### SOURCE TEXT
_ _ _ _ _

Virginia state law, which recognized the dwellings a few years ago, classifies them as ‘‘temporary family health-care structures.’’ But many simply know them as ‘‘granny pods,’’ and they have arrived on the market as the nation prepares for a wave of graying baby boomers to retire.

Over the past decade, the population of Americans who are 65 or older has grown faster than the total population, the Census Bureau says.

In less than 20 years, the number of Americans who are 65 or older will top 72 million, or more than twice the population of older Americans in 2000, and many will need to find living arrangements that balance their need for independence and special care....

I'm in there and I must say it concerns me greatly in this new age of austerity. This government isn't going to be there for me after they took all my taxes all these years. 

Several firms have entered the market for auxiliary dwelling units, or ADUs, as they’re known in the building industry....

Didn't I $ay there was thi$ component involved?

The MedCottage in Fairfax is about 12 by 24 feet, the size of a typical master bedroom.

I'm beginning to feel cooped up already.

With its beige aluminum siding — and cosmetic touches such as green shutters — the cottage looks a little like an elaborate dollhouse.

Oh, now you are just talking down to me as if I were a child!

_ _ _ _ _

### AIM A
From the granny-pod excerpt, list every name or term it uses for this type of dwelling, including abbreviations, but not the name of a specific unit.
### AIM B
Answer these from the granny-pod excerpt:
(i) How large is the MedCottage in Fairfax?
(ii) Which agency reports that Americans 65 or older have grown faster than the total population?
(iii) What number will Americans 65 or older top in less than 20 years?
### AIM C
Extract the passage of the granny-pod excerpt that runs from "Didn't I $ay" up to and including "were a child!", and copy it without changes.

### DATASET EXTRACT
_ _ _ _ _

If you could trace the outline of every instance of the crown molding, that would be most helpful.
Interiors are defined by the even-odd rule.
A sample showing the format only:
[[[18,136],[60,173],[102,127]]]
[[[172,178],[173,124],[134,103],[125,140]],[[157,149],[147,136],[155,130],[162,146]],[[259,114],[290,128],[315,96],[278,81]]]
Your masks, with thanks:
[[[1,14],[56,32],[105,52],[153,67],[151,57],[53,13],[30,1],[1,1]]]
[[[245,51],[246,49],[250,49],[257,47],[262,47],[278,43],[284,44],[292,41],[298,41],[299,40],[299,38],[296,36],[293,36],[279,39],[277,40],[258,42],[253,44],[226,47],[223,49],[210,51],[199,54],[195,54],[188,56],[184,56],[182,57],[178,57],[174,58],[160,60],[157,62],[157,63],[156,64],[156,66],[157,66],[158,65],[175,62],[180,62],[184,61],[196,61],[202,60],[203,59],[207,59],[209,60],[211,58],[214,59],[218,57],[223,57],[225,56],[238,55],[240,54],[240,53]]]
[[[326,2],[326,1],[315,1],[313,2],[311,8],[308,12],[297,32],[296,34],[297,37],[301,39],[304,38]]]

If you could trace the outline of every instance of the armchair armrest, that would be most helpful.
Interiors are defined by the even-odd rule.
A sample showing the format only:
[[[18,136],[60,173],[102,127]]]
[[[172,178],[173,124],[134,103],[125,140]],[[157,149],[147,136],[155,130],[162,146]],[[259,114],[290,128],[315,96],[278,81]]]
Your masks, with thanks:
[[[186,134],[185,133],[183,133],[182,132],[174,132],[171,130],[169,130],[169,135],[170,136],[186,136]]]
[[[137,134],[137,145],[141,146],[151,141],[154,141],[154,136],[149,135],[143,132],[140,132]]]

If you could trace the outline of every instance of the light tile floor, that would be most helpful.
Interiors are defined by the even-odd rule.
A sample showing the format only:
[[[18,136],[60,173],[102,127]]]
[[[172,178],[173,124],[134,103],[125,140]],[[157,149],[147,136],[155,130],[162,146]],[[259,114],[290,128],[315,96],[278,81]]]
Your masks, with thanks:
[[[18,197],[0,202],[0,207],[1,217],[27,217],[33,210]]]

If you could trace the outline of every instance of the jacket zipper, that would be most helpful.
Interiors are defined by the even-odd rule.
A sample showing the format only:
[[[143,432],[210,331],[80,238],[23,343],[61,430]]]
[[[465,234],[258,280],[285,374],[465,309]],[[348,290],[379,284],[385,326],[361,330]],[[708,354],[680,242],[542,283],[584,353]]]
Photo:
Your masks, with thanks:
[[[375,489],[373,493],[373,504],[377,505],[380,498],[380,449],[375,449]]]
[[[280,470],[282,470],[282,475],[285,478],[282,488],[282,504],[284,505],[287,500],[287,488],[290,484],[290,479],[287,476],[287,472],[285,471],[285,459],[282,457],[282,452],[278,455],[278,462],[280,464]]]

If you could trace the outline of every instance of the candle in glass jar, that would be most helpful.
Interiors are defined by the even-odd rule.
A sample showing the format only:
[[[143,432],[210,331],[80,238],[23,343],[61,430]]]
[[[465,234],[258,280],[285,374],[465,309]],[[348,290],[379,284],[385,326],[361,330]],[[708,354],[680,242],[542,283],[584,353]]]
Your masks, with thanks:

_ _ _ _ _

### CORRECT ANSWER A
- temporary family health-care structures
- granny pods
- auxiliary dwelling units
- ADUs

### CORRECT ANSWER B
(i) About 12 by 24 feet, the size of a typical master bedroom.
(ii) The Census Bureau.
(iii) 72 million.

### CORRECT ANSWER C
Didn't I $ay there was thi$ component involved?

The MedCottage in Fairfax is about 12 by 24 feet, the size of a typical master bedroom.

I'm beginning to feel cooped up already.

With its beige aluminum siding — and cosmetic touches such as green shutters — the cottage looks a little like an elaborate dollhouse.

Oh, now you are just talking down to me as if I were a child!